### WORK ORDER
Without changing a single character, copy every record below.

Records from a data source

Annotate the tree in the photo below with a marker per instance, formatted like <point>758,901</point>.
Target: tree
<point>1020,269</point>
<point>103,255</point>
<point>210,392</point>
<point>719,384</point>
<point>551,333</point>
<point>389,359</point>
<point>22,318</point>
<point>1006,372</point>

### RESPONSE AREA
Annotate the tree in the photo below with a marker per instance, formatted like <point>758,901</point>.
Target: tree
<point>1020,269</point>
<point>103,255</point>
<point>210,392</point>
<point>719,384</point>
<point>551,333</point>
<point>389,359</point>
<point>22,318</point>
<point>1006,372</point>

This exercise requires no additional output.